*** Opening of ENTRIES SHOWN ***

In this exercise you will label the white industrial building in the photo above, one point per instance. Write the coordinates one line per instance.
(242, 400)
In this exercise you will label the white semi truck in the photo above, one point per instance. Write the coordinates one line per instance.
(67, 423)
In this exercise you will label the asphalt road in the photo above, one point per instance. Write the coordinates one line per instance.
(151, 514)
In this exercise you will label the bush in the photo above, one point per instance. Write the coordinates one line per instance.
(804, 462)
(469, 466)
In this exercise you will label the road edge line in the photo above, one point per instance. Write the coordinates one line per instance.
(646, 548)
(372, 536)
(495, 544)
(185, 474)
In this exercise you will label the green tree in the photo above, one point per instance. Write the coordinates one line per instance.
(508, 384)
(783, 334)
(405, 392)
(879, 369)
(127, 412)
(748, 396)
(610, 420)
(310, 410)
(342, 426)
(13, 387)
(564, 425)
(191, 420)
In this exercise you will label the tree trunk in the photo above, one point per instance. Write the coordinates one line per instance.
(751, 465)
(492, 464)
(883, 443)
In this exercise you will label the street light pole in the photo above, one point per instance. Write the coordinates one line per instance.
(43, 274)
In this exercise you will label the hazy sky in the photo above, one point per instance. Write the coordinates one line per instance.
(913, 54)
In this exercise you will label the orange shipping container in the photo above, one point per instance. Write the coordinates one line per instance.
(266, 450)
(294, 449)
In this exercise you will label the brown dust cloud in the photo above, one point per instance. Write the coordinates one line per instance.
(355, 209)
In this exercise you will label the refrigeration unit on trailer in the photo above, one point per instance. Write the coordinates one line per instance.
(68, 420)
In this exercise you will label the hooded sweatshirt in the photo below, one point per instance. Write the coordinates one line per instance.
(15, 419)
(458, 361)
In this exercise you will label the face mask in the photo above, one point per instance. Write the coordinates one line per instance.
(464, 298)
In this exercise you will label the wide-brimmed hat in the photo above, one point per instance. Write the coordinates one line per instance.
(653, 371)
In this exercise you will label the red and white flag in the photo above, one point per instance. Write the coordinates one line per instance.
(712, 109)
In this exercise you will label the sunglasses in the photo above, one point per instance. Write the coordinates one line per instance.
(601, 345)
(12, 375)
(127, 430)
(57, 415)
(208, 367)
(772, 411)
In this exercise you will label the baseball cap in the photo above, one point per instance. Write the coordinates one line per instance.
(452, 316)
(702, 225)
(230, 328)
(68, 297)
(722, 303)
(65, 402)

*** Close of ENTRIES SHOWN ***

# YOUR INSTRUCTIONS
Produce a word-for-word restatement of all the records.

# EXPECTED ANSWER
In this exercise you will label the white industrial building in the photo above, one point per instance. Write the coordinates one line per instance.
(242, 400)
In this exercise you will label the white semi truck in the photo above, one point per instance. Write the coordinates one line per instance.
(67, 423)
In this exercise you will label the asphalt road in the photo above, one point per instance. Write the coordinates one line per instance.
(151, 514)
In this exercise you will label the bush in the photo above, one point per instance. Write the coordinates one line per instance.
(804, 462)
(469, 466)
In this exercise you will label the road edge line in the photo above, one point per instance. Write the coordinates one line per instance.
(646, 548)
(372, 536)
(495, 544)
(185, 474)
In this exercise you will label the green tree in the photo above, one point per instance. Write the coordinates one line per instance.
(508, 384)
(783, 334)
(405, 392)
(879, 369)
(127, 412)
(748, 396)
(610, 420)
(310, 410)
(342, 426)
(13, 387)
(564, 425)
(191, 420)
In this exercise you will label the tree trunk in the photo above, one point per instance. Write the coordinates one line per instance.
(751, 465)
(492, 464)
(883, 443)
In this exercise you will label the street light pole in the photo above, one point per instance. Write the coordinates one line per instance.
(43, 274)
In this exercise you will label the hazy sky in the photo above, one point per instance. Write the coordinates one line per instance.
(913, 54)
In this exercise you will label the orange shipping container in the photo above, one point per instance. Write the coordinates one line per instance.
(266, 450)
(294, 449)
In this exercise you will label the brown dust cloud in the photo above, one point per instance. Write the coordinates one line per instance.
(355, 209)
In this exercise you will label the refrigeration unit on trailer in the photo above, one point per instance. Write the coordinates one line per instance.
(68, 420)
In this exercise you will label the hooded sweatshirt in the photo below, one point per instance. Write the coordinates one line per instance.
(15, 419)
(458, 361)
In this exercise you will label the face mask in the photo above, one point per instance. Write the coordinates one line per instance.
(464, 298)
In this exercise you will label the wide-brimmed hat in the photo above, one point per instance. Write the coordinates one line per instance.
(653, 371)
In this exercise you will label the red and white flag in the photo above, one point per instance. Write the coordinates one line per instance.
(712, 109)
In this exercise you will label the sunglasses in the photo above, one point per instance. Write the coordinates one line per instance.
(601, 345)
(12, 375)
(127, 430)
(57, 415)
(208, 367)
(772, 411)
In this exercise you will label the baseball cap in the photo above, one point per instance. Write the coordinates one line per instance.
(452, 316)
(702, 225)
(230, 328)
(68, 297)
(722, 303)
(65, 402)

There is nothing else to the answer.